Under this line are the records; write out word for word the part that begins at the line containing "237L377 234L348 243L338" and ends at the line containing "27L188 48L196 41L199", and no more.

--- START ---

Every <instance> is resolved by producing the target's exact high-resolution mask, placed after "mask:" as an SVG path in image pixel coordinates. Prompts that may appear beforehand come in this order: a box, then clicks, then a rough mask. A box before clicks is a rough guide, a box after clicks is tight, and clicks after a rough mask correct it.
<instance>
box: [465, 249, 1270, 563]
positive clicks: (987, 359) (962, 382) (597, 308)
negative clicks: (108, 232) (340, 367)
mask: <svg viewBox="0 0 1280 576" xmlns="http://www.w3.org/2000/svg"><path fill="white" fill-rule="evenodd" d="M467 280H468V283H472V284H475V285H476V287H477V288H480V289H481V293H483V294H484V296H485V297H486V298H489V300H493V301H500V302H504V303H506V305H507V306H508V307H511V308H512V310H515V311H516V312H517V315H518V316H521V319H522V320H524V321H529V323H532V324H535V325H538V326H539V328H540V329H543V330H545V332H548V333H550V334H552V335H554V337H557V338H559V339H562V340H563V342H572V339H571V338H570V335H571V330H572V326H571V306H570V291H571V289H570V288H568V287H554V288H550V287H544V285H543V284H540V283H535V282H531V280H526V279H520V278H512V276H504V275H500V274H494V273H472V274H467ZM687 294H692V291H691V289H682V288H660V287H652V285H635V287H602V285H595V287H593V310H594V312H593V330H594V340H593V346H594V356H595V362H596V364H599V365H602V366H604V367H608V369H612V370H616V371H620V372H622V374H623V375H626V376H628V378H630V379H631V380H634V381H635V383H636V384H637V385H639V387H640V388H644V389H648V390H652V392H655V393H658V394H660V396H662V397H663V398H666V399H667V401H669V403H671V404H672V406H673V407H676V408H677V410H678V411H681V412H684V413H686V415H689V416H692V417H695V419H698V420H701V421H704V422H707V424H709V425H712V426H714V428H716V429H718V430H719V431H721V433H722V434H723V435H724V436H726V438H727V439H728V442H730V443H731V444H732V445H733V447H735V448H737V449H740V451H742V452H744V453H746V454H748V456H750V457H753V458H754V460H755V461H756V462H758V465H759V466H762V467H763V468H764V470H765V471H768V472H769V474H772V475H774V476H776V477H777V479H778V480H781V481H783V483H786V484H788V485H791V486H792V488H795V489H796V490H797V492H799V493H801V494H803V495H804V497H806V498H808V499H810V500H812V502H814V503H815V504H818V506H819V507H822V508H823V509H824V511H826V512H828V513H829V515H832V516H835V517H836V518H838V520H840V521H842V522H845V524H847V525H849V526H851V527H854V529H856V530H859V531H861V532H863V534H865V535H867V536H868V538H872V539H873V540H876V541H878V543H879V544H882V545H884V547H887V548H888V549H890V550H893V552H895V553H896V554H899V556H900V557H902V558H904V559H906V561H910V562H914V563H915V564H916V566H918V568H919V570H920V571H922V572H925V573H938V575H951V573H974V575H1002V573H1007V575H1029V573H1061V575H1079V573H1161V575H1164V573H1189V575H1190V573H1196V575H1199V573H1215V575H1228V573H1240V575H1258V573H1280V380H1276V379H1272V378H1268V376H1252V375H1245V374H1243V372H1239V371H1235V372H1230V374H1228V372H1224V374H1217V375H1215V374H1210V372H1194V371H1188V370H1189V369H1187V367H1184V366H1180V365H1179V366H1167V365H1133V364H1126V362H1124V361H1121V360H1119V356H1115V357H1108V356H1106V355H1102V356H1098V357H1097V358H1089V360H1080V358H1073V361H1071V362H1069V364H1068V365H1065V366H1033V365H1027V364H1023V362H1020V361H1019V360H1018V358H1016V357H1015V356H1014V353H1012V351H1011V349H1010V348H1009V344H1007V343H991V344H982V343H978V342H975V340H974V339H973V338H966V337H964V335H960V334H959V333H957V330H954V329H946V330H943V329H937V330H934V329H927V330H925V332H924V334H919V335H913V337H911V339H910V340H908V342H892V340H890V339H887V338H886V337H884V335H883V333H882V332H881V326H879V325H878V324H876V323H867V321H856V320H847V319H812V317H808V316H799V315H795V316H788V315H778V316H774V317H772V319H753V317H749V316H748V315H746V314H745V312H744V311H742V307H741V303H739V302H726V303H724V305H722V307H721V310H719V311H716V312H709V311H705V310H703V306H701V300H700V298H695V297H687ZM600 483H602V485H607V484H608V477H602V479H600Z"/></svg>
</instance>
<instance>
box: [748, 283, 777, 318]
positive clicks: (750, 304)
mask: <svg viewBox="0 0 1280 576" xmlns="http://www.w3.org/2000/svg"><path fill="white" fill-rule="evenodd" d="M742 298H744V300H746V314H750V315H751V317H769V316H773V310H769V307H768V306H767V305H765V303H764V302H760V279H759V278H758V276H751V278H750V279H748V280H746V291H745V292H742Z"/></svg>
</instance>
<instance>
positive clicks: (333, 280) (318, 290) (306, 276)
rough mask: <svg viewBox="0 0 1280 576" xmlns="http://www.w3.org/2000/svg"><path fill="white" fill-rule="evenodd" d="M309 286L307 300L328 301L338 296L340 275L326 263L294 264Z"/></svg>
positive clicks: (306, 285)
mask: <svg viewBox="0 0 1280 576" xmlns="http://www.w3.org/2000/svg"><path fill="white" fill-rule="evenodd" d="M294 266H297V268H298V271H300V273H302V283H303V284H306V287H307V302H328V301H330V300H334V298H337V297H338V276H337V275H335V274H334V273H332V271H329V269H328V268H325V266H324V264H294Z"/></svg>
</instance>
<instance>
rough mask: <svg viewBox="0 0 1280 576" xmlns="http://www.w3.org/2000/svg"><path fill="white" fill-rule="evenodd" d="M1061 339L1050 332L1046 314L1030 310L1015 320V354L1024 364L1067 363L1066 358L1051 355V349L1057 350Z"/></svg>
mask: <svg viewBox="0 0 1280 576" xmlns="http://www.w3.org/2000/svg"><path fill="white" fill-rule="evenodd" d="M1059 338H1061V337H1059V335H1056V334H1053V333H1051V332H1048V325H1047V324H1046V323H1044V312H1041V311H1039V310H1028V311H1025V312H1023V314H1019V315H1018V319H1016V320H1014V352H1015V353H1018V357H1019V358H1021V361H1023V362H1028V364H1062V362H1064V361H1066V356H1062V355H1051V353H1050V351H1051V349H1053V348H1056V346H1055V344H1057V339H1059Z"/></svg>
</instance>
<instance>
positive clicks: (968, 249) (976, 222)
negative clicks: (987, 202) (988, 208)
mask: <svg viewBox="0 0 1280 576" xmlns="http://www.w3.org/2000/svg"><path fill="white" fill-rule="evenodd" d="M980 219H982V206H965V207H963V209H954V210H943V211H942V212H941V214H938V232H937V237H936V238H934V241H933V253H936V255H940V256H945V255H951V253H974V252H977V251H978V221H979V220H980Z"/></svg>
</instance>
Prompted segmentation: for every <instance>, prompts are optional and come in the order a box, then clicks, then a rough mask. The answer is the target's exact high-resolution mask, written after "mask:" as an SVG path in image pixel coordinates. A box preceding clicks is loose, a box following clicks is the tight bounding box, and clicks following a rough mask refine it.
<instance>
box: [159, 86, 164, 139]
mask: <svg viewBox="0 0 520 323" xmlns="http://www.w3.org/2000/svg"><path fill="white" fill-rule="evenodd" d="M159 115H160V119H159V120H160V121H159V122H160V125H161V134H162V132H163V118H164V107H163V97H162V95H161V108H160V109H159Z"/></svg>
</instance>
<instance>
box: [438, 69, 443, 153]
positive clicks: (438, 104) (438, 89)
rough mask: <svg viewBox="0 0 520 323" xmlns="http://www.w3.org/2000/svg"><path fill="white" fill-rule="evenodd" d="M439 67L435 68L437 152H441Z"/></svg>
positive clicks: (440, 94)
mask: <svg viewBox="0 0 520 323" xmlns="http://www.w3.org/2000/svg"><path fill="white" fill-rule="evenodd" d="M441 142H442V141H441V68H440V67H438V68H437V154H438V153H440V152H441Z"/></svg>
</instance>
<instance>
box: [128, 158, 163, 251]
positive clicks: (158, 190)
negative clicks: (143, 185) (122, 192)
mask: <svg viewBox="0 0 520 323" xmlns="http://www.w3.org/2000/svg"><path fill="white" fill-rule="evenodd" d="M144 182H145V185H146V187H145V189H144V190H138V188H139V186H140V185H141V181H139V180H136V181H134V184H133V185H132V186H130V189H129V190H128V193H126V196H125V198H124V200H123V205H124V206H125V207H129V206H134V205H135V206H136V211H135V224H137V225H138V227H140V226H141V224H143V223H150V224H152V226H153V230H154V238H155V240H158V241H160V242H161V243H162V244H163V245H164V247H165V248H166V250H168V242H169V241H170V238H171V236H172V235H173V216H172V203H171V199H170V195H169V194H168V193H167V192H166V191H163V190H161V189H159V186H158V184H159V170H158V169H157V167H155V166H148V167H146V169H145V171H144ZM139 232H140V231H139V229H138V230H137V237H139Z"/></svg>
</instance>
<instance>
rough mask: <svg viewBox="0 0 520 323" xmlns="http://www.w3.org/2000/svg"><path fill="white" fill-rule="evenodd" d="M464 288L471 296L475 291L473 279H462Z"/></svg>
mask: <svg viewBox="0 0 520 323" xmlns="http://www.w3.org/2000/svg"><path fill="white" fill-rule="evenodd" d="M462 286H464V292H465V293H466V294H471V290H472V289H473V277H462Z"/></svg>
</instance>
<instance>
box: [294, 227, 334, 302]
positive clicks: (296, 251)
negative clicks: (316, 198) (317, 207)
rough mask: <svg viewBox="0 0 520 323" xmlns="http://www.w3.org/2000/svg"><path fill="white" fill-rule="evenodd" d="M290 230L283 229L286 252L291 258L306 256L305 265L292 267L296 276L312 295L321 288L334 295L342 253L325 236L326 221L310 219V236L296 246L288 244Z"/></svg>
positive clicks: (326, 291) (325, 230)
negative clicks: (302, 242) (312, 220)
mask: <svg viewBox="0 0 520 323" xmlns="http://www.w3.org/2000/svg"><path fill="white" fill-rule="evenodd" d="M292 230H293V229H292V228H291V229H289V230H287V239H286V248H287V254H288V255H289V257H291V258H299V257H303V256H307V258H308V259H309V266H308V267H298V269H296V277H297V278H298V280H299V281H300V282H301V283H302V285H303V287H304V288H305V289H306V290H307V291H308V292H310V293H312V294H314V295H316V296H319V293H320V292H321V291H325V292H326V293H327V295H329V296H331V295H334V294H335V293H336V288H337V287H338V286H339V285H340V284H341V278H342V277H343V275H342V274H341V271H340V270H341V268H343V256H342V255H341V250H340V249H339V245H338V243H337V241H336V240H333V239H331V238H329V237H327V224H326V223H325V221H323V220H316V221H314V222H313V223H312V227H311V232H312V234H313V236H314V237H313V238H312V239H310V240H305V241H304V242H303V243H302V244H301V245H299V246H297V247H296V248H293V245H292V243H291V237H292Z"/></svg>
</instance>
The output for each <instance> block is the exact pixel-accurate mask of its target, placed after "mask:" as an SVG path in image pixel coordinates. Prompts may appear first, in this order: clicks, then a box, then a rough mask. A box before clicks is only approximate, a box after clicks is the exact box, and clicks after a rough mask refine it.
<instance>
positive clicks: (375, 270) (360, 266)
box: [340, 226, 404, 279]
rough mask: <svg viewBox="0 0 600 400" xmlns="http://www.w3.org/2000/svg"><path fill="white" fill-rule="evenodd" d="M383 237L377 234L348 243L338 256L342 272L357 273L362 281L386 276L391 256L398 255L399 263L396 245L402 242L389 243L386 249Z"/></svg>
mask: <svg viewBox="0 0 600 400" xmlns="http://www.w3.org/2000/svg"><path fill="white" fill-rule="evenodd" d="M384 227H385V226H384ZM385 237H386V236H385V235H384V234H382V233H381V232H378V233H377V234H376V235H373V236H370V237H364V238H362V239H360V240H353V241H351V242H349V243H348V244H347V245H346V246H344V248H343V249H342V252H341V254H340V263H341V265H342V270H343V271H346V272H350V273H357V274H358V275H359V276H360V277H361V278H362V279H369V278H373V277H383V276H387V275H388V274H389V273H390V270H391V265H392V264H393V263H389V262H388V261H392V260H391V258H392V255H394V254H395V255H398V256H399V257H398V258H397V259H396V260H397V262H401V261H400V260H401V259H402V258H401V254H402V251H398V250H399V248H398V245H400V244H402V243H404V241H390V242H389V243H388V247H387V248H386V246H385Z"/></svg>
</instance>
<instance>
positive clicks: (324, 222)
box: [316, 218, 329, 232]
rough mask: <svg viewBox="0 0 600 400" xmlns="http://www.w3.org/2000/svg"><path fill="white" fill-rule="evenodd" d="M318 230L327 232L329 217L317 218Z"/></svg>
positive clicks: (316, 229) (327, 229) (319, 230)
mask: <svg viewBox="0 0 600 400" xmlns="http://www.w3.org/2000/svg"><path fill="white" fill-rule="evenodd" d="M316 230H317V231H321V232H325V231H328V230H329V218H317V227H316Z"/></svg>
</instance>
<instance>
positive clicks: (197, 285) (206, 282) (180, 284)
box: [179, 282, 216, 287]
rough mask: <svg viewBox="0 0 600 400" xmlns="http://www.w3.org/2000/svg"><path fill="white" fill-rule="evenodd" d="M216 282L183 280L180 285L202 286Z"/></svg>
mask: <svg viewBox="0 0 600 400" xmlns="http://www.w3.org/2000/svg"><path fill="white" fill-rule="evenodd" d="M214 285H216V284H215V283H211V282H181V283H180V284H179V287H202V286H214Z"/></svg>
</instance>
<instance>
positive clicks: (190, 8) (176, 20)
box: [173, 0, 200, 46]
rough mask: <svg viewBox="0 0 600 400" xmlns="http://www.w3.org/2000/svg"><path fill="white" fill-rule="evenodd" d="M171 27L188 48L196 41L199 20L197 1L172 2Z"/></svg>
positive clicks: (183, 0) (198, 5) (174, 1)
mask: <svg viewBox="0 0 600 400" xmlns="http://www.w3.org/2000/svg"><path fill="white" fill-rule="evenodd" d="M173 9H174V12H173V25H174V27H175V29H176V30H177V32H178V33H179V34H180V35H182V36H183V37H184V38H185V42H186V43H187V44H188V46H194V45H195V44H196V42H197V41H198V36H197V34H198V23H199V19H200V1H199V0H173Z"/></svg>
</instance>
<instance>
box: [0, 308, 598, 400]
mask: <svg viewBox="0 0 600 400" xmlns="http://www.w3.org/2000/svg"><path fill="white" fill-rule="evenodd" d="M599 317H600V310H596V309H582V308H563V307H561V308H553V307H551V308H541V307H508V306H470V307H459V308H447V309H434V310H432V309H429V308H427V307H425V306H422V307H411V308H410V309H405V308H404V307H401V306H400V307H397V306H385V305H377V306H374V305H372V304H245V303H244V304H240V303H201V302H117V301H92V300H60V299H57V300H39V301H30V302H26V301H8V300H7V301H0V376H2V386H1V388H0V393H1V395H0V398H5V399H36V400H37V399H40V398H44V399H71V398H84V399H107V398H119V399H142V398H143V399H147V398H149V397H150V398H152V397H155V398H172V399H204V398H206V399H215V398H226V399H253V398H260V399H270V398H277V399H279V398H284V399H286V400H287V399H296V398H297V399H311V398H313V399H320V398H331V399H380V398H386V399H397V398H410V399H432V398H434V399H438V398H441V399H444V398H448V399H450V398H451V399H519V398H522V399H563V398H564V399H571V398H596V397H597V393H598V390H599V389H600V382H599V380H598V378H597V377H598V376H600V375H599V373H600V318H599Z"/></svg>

--- END ---

_TASK RESPONSE_
rough mask: <svg viewBox="0 0 600 400" xmlns="http://www.w3.org/2000/svg"><path fill="white" fill-rule="evenodd" d="M383 237L377 234L348 243L338 256L342 272L357 273L362 281L386 276L391 256L398 255L399 263L396 245L402 242L389 243L386 249Z"/></svg>
mask: <svg viewBox="0 0 600 400" xmlns="http://www.w3.org/2000/svg"><path fill="white" fill-rule="evenodd" d="M384 227H385V226H384ZM385 237H386V236H385V235H384V234H382V233H381V232H378V233H377V234H376V235H373V236H370V237H364V238H362V239H360V240H353V241H351V242H349V243H348V244H347V245H346V246H344V248H343V249H342V252H341V254H340V263H341V265H342V270H343V271H346V272H350V273H357V274H358V275H359V276H360V277H361V278H362V279H369V278H373V277H383V276H387V275H388V274H389V273H390V270H391V265H392V264H393V263H389V262H388V261H392V260H391V258H392V255H394V254H395V255H398V256H399V257H398V258H397V259H396V260H397V262H401V261H400V260H401V259H402V258H401V254H402V251H398V250H399V248H398V245H400V244H402V243H404V241H390V242H389V243H388V247H387V248H386V246H385Z"/></svg>
</instance>
<instance>
positive clicks: (324, 222)
box: [316, 218, 329, 232]
rough mask: <svg viewBox="0 0 600 400" xmlns="http://www.w3.org/2000/svg"><path fill="white" fill-rule="evenodd" d="M318 230L327 232L329 217L317 218Z"/></svg>
positive clicks: (316, 229) (327, 229) (319, 230)
mask: <svg viewBox="0 0 600 400" xmlns="http://www.w3.org/2000/svg"><path fill="white" fill-rule="evenodd" d="M316 230H317V231H321V232H325V231H328V230H329V218H317V227H316Z"/></svg>
</instance>
<instance>
positive clicks: (197, 285) (206, 282) (180, 284)
box: [179, 282, 216, 287]
rough mask: <svg viewBox="0 0 600 400" xmlns="http://www.w3.org/2000/svg"><path fill="white" fill-rule="evenodd" d="M216 282L183 280L180 285L202 286Z"/></svg>
mask: <svg viewBox="0 0 600 400" xmlns="http://www.w3.org/2000/svg"><path fill="white" fill-rule="evenodd" d="M214 285H216V284H215V283H211V282H181V283H180V284H179V287H202V286H214Z"/></svg>
</instance>
<instance>
positive clicks: (190, 8) (176, 20)
box: [173, 0, 200, 46]
rough mask: <svg viewBox="0 0 600 400" xmlns="http://www.w3.org/2000/svg"><path fill="white" fill-rule="evenodd" d="M171 27L188 48L196 41L199 20L197 1L172 2Z"/></svg>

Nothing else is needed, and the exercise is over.